§ **GIVEN RECORDS**:
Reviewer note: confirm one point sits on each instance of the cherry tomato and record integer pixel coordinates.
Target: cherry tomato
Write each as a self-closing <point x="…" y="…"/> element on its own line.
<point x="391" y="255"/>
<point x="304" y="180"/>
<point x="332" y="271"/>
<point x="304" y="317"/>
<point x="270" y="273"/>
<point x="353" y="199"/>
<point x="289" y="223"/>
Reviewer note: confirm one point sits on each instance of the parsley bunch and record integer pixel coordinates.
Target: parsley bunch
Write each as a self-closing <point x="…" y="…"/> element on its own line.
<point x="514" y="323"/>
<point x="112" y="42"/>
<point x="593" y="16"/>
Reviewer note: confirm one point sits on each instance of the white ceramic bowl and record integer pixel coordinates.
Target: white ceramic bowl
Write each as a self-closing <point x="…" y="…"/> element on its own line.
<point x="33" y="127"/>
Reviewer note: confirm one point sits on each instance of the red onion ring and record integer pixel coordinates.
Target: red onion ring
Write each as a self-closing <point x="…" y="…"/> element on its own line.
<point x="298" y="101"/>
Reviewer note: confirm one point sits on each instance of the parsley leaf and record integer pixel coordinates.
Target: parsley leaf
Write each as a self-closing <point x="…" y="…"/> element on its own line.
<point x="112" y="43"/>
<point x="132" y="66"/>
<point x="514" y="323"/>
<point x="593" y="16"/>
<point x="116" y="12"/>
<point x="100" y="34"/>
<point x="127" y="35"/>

---

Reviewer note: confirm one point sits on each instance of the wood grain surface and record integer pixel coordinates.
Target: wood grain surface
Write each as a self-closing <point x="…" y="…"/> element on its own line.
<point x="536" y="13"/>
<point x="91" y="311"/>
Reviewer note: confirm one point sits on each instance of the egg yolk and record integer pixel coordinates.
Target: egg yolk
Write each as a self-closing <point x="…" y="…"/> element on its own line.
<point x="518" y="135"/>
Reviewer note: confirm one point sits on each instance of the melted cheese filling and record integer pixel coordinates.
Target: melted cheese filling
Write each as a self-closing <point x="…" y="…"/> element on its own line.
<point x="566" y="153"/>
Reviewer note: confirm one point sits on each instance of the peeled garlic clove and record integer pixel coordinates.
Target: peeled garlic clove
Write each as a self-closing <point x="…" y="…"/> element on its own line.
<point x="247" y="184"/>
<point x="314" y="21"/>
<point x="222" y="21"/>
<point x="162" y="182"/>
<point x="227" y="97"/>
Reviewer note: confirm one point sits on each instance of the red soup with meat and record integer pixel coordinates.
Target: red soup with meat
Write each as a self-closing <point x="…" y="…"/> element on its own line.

§ **SHORT TASK**:
Copy every line in the records above that contains the string "cherry".

§ **TASK RESULT**:
Reviewer note: confirm one point sits on each instance of the cherry tomato and record integer pixel coordinates.
Target: cherry tomato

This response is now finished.